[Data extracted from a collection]
┏━━
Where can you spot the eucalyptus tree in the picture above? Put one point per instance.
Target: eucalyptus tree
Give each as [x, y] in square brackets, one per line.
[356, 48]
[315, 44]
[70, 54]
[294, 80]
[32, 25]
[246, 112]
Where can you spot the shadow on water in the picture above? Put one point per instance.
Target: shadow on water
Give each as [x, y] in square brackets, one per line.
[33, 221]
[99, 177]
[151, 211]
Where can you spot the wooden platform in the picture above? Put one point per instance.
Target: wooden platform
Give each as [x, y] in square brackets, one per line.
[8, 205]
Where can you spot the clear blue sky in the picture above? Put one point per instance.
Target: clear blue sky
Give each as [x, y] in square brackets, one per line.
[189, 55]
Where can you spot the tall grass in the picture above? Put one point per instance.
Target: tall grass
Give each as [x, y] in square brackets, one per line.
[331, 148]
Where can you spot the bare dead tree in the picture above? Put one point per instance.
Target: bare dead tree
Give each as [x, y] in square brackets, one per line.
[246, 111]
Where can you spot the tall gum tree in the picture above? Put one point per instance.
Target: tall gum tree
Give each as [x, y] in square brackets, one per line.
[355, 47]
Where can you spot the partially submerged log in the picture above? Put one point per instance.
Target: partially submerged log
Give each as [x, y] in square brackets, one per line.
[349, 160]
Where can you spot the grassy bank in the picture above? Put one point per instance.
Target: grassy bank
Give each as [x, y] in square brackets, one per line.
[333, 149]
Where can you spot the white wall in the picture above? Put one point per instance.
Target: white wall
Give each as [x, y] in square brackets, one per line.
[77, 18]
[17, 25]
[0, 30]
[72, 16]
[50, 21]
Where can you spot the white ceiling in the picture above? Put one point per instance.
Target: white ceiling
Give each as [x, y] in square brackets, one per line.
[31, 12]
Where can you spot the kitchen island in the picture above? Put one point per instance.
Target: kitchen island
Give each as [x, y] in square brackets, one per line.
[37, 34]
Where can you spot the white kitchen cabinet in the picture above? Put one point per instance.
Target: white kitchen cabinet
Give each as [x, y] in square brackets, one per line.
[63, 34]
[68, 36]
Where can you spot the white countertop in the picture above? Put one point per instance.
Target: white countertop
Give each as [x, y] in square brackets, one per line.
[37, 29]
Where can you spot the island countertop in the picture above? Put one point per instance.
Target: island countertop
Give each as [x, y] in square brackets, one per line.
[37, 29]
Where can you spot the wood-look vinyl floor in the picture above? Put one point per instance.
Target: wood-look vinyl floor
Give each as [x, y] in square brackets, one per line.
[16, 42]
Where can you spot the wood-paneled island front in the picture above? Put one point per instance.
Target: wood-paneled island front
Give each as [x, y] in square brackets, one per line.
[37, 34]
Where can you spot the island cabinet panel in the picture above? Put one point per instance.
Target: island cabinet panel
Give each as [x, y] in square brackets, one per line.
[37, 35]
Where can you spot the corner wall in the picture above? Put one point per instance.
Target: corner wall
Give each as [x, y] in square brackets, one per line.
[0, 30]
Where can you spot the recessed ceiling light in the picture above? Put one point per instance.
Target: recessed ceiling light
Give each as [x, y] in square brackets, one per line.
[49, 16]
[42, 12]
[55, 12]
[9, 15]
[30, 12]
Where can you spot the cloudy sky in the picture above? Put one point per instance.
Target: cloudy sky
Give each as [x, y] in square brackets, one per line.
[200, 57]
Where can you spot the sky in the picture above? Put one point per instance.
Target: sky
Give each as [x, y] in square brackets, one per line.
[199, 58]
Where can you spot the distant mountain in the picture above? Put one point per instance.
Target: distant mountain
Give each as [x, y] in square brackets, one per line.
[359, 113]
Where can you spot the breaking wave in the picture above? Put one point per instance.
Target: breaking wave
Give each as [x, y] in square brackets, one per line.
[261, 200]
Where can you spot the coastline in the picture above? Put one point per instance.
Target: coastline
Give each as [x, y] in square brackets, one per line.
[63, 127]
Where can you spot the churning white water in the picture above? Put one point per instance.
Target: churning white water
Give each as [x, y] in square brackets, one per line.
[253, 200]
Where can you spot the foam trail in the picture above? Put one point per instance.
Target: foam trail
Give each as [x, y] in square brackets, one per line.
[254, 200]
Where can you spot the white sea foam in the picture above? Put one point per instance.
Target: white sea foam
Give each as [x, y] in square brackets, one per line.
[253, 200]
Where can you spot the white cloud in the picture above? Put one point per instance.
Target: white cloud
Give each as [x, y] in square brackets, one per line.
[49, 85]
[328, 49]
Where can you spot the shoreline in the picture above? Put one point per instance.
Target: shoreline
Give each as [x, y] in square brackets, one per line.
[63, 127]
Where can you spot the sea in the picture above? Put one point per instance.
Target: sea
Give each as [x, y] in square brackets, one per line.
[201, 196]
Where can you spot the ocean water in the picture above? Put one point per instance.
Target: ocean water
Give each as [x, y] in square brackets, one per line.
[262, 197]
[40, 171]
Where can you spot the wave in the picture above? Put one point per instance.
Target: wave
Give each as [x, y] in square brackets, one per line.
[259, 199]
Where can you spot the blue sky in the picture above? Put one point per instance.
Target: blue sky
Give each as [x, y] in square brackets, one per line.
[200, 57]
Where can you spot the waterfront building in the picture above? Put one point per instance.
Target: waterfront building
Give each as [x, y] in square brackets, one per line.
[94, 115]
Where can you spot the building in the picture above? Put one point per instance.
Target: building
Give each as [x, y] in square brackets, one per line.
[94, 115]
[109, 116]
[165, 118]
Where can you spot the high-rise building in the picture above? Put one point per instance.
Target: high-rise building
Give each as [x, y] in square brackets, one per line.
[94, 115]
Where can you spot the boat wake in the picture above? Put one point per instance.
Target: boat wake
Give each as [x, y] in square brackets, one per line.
┗━━
Task to complete: Show all lines from the records above where the word "kitchen" occurs.

Result of this exercise:
Where can you spot the kitchen island in the picture above? Put one point per instance.
Target: kitchen island
Where can you spot the white kitchen cabinet in the picture above? Put one point per instance.
Target: white kitchen cabinet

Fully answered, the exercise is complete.